### Objective
Reproduce the passage of the forum thread on shotgun gauges from "alright i will" to "28 and 410.", word for word.

### Document passage
(begin)
If the occasional "blasting" is all you want to do, then a 28 ga. may be a bit on the expensive side. If you want to have a great field gun for upland, then the few boxes of ammo you may buy a year won't seem as steep.

If you have anymore questions, don't hesitate to ask.

Scott


----------



## doubledroptine08 (Feb 8, 2009)

alright i will consider it i did talk to my dad about it he brought up maybe a 16 gauge do u use or own a 16 how do they preform.


----------



## birdsforever (Oct 28, 2008)

There's nothing really "wrong" with a 16 ga. but there is also no distinct advantages from a ballistic and availability standpoint. Their popularity really started to wane in the late 60's and early 70's. With shotguns, popularity and staying power really owes everything to the competitive side. Trap and skeet shooters never embraced the gauge and it does not make up the four gauges of competition shooting, 12, 20, 28 and 410.

You will start to find that ammo can be scarce at times as well as pricey. At that rate, I refer back to my 28 ga. which has made a tremendous comeback with both gun makers and shooters. A 28 ga. round is what they consider to be the most perfect "square" load, meaning that in its typical 3/4 oz. load and 28 ga. diameter, it's the most uniform round of all shotgun shells resulting in consistent, uniform patterns plus good velocity.

There were still plenty of good guns made in their day for the 16. One of my personal favorites is the Browning A-5 "Sweet Sixteen." A hunting buddy of mine uses that gun bird hunting with me because it was given to him by his grandfather and he loves it. My brother's first shotgun was a Rem. 870 in 16 ga. w/ the old corn cob forearm. What a classic that was too.

A lot of information, I know, but hope it helps once again.

Scott


----------



## doubledroptine08 (Feb 8, 2009)

it does thanxs so much


----------
(end)
### Extracted entries
(begin)
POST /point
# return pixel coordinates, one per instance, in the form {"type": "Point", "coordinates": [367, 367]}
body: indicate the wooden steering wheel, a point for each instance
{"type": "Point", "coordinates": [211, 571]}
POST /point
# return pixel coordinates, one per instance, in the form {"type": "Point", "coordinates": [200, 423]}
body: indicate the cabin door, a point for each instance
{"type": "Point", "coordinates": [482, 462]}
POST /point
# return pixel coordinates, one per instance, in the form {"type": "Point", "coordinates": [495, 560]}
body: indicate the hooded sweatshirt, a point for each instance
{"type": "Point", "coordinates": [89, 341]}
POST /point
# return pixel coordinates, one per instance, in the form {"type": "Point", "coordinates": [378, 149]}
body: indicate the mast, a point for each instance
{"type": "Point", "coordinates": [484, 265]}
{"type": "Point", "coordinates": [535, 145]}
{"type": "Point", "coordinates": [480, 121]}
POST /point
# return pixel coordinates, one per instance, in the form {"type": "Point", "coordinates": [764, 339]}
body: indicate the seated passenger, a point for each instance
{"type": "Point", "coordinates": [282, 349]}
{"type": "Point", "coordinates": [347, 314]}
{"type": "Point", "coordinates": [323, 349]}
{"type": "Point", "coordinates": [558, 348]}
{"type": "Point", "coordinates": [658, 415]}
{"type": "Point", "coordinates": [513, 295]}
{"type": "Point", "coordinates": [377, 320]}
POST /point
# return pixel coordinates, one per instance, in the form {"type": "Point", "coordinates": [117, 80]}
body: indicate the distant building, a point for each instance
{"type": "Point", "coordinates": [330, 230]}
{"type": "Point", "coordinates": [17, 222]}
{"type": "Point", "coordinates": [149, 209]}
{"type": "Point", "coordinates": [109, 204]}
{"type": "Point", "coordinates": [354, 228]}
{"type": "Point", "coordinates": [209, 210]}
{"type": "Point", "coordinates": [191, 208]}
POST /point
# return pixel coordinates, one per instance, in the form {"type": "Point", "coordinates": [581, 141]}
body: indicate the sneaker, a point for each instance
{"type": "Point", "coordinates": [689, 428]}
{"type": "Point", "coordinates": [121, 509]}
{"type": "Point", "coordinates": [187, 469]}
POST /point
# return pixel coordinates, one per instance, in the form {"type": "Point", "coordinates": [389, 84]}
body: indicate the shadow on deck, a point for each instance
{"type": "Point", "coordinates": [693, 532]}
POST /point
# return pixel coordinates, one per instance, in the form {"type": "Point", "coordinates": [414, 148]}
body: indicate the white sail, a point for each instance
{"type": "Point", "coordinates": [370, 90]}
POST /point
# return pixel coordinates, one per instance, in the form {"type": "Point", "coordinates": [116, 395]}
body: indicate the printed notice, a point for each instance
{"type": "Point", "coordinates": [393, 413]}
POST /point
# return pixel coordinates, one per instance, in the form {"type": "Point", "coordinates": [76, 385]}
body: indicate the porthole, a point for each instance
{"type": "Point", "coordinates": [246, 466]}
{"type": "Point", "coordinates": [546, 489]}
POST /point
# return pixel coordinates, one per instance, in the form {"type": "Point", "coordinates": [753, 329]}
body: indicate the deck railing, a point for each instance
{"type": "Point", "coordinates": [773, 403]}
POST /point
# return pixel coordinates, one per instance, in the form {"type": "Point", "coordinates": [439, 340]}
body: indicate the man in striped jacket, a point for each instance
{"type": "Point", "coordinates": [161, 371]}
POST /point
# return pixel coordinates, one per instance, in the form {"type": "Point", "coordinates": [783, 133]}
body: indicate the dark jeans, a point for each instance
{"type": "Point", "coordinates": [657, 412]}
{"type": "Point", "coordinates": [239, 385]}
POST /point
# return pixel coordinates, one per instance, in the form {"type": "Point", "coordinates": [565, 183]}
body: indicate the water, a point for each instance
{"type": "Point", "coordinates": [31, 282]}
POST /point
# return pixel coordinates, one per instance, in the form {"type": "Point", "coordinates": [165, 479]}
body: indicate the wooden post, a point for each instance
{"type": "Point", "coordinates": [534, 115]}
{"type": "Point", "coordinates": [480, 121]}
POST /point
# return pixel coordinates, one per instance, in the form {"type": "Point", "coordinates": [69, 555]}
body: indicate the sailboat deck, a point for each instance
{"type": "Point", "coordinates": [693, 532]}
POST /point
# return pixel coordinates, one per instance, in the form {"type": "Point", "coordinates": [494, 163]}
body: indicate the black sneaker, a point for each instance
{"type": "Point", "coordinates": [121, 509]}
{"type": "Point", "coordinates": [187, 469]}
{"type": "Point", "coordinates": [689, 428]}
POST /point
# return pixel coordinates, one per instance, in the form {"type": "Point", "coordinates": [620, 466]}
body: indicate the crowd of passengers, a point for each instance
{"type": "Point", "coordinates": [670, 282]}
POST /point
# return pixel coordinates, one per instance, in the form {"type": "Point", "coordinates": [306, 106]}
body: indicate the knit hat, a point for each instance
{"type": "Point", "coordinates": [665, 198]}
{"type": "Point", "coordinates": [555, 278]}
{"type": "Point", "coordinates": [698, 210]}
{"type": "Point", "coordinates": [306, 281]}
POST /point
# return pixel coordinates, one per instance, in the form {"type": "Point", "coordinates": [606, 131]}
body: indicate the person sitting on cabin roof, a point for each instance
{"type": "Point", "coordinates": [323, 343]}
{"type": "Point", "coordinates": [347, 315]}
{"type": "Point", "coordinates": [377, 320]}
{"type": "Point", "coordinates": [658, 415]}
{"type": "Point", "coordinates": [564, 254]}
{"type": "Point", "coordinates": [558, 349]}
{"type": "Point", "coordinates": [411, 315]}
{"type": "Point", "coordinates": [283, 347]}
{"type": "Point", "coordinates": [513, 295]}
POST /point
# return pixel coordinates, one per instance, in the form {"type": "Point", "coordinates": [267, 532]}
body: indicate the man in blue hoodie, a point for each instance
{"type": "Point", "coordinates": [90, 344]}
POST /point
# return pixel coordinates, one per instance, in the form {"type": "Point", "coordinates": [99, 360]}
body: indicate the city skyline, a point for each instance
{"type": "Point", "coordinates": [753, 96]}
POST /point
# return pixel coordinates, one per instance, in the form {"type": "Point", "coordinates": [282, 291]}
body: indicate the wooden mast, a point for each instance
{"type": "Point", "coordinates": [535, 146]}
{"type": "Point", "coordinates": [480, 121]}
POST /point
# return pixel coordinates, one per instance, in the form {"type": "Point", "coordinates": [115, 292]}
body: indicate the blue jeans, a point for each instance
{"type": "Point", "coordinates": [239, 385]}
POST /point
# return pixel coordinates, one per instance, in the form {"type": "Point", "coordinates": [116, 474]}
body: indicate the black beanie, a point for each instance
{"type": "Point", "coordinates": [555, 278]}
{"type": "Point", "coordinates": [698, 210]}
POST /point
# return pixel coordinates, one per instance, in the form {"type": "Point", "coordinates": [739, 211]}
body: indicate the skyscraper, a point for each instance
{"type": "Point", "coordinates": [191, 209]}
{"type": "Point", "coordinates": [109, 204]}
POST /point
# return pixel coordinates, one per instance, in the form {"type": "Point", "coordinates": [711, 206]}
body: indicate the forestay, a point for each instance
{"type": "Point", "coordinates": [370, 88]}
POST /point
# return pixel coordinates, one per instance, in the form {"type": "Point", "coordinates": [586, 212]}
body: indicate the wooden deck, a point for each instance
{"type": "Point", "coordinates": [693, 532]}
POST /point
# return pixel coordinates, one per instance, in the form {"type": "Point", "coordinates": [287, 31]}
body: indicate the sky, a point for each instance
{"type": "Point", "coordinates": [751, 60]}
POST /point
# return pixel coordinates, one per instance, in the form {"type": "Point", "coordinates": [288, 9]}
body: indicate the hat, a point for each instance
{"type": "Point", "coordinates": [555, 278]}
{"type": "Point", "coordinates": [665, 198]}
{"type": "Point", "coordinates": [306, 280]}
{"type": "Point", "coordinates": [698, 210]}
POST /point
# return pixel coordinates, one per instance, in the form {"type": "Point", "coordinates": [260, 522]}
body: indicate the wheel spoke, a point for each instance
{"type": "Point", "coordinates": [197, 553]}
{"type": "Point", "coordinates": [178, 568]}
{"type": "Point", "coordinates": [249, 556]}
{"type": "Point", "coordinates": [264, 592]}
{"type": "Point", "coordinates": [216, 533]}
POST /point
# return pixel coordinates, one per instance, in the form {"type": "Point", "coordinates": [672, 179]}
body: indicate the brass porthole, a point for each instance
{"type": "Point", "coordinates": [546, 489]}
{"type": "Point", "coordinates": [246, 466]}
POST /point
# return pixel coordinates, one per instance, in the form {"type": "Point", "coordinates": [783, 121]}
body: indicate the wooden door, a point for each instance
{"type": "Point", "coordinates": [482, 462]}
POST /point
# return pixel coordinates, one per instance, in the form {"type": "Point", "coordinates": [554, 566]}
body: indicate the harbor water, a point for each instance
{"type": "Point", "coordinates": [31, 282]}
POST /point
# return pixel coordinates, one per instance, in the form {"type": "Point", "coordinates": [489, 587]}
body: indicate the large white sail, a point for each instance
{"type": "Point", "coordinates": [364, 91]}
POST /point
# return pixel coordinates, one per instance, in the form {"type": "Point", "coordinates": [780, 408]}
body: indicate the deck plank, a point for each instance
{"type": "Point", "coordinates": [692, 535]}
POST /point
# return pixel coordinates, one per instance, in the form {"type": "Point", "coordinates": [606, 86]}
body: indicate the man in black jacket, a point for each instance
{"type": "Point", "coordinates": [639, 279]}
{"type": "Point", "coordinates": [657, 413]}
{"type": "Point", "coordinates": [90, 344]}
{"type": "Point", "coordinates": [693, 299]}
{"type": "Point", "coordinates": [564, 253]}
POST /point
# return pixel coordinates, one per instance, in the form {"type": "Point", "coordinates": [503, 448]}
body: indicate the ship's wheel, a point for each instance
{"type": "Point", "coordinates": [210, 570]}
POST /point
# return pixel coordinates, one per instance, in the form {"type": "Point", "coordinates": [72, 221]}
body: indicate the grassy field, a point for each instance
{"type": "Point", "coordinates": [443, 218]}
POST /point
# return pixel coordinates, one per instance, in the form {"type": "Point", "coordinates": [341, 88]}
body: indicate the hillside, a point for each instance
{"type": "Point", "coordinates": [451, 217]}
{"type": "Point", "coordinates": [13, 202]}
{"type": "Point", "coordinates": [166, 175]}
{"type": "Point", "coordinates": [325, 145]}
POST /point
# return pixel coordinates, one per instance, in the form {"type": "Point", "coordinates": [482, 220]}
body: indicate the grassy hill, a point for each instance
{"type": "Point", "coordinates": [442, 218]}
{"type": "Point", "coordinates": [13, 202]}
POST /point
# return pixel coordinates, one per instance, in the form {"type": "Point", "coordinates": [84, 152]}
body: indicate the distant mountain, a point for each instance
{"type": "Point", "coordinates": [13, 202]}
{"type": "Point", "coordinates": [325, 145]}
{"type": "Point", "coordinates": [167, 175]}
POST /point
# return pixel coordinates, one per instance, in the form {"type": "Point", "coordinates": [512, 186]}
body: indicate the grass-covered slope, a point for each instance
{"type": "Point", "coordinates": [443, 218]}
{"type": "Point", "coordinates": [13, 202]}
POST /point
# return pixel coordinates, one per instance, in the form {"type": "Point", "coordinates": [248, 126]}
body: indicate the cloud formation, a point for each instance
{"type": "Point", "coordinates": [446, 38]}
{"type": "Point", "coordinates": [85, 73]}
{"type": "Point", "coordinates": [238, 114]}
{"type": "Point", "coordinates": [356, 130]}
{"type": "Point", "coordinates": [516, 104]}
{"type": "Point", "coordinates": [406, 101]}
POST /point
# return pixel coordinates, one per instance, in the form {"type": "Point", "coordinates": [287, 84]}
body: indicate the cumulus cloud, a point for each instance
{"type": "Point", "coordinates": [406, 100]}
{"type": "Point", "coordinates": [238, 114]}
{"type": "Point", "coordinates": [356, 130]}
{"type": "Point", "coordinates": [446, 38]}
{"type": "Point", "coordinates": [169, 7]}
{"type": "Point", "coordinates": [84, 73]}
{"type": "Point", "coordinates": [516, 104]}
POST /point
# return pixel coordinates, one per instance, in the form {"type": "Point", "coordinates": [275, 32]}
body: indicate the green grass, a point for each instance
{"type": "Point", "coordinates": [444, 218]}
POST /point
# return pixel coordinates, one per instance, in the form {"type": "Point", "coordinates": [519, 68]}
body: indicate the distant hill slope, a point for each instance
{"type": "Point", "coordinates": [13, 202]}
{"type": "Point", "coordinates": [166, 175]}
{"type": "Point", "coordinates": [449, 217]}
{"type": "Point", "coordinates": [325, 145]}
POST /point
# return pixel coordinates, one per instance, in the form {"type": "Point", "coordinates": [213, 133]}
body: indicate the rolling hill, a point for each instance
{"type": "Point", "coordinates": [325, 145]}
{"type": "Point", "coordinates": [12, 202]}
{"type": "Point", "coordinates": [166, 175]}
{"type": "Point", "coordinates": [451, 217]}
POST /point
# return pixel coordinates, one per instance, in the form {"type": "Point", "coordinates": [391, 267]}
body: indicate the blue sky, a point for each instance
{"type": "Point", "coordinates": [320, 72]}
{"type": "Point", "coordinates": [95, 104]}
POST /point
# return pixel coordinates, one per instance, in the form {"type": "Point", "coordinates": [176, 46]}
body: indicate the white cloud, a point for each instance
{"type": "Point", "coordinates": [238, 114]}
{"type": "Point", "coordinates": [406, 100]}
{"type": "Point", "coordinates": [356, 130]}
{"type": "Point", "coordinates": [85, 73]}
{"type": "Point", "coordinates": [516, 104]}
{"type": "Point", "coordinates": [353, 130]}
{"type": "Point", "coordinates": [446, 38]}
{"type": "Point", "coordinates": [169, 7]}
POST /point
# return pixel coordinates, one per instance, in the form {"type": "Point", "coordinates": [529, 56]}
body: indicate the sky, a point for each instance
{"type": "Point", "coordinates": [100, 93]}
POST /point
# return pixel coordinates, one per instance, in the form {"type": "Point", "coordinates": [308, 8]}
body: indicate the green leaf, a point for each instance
(end)
### Solution to the exercise
alright i will consider it i did talk to my dad about it he brought up maybe a 16 gauge do u use or own a 16 how do they preform.


----------



## birdsforever (Oct 28, 2008)

There's nothing really "wrong" with a 16 ga. but there is also no distinct advantages from a ballistic and availability standpoint. Their popularity really started to wane in the late 60's and early 70's. With shotguns, popularity and staying power really owes everything to the competitive side. Trap and skeet shooters never embraced the gauge and it does not make up the four gauges of competition shooting, 12, 20, 28 and 410.